• _Work instructions_:
A) Duplicate the part of the job posting from "Staff Software Engineer, Observability" up to and including "benefit of others.".
B) Show each line of the rows below that contains the string "light". Case counts.

Staff Software Engineer, Observability

Full Time
Toronto, ON, Canada
9 months ago

At Lyft, our mission is to improve people’s lives with the world’s best transportation. To do this, we start with our own community by creating an open, inclusive and diverse organization. Our Infrastructure team is passionate about building software to solve problems at massive scale. We do this often, and when we believe our solution is worth sharing with the community, such as Envoy Proxy, we open source our ideas for the benefit of others.

As an Observability team member, you are responsible for the operation and maintenance of our logging and metrics infrastructure. You ensure all teams at Lyft are aware of the operational health of their products by monitoring system availability and take a holistic view of our platform performance. You build software and platforms to automate infrastructure platform operations and management. By measuring and monitoring our operations you find opportunities to improve our systems in order to push our platform forward. You provide our partners with the support they need to help them build robust large scale distributed systems.We count on the reliability of our infrastructure to empower Lyft teams to provide our customers rich experiences that are highly available with rock solid performance to ensure our transportation platform continues to connect people and places. As we grow our team, we are seeking experienced Infrastructure Engineer to ensure that as our Infrastructure continues to scale, our platform continues to provide an essential and dependable service that transports millions of people every day. Specifically we are searching for someone who brings fresh perspectives, enjoys collaborating with cross-functional teams in order to continually improve our products and services for our customers.

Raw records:
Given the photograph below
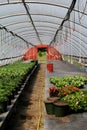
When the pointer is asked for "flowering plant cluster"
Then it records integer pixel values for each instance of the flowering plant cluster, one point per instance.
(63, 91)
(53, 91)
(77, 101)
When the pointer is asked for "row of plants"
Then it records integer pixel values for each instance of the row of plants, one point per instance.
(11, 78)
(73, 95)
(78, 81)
---
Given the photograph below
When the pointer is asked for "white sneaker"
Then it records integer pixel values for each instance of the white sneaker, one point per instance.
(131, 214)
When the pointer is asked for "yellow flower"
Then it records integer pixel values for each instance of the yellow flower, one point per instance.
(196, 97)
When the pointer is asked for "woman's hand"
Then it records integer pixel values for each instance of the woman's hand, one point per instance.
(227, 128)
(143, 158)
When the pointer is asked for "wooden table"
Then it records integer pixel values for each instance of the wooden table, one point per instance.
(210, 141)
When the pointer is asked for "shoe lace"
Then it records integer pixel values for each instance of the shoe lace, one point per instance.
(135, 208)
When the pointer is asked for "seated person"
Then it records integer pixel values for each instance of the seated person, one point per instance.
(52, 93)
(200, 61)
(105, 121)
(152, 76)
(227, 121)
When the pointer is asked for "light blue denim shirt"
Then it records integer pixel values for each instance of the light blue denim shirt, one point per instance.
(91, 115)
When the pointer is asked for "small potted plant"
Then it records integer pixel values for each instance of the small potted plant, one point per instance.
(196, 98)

• _Outputs for the tasks_:
A)
Staff Software Engineer, Observability

Full Time
Toronto, ON, Canada
9 months ago

At Lyft, our mission is to improve people’s lives with the world’s best transportation. To do this, we start with our own community by creating an open, inclusive and diverse organization. Our Infrastructure team is passionate about building software to solve problems at massive scale. We do this often, and when we believe our solution is worth sharing with the community, such as Envoy Proxy, we open source our ideas for the benefit of others.

B)
When the pointer is asked for "light blue denim shirt"
Then it records integer pixel values for each instance of the light blue denim shirt, one point per instance.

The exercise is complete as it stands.